(Beginning of RECORDS)
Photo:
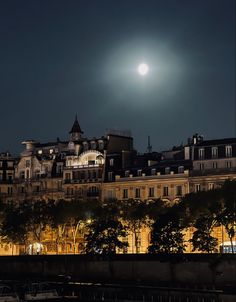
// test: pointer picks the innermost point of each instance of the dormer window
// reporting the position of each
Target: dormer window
(201, 153)
(214, 152)
(228, 151)
(127, 173)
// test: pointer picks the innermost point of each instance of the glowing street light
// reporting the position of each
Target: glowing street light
(143, 69)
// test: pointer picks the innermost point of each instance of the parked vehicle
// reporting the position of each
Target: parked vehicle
(40, 291)
(8, 295)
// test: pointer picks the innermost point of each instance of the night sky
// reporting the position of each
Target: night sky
(59, 58)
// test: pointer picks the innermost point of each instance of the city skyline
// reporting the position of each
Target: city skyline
(60, 59)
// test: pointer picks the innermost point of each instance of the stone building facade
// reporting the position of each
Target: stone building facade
(108, 167)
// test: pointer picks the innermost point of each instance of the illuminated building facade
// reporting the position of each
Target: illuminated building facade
(109, 168)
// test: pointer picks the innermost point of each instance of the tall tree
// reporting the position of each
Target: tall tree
(134, 215)
(166, 234)
(106, 232)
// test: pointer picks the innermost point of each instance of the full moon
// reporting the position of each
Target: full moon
(143, 69)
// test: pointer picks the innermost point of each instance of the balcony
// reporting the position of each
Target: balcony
(217, 171)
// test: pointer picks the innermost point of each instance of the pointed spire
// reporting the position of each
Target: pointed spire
(76, 131)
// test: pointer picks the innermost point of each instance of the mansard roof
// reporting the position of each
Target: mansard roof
(76, 127)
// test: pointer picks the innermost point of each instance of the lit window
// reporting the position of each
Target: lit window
(165, 191)
(93, 145)
(9, 190)
(85, 146)
(201, 166)
(167, 170)
(210, 186)
(22, 174)
(100, 145)
(151, 192)
(201, 153)
(137, 193)
(197, 187)
(214, 165)
(228, 164)
(110, 176)
(178, 190)
(68, 176)
(214, 152)
(125, 193)
(27, 163)
(228, 151)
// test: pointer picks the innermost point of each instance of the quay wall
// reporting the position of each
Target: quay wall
(End of RECORDS)
WORK TO COMPLETE: Give the number of lines in the records that contain the word "quay", and write nothing else.

EXERCISE SOLUTION: 2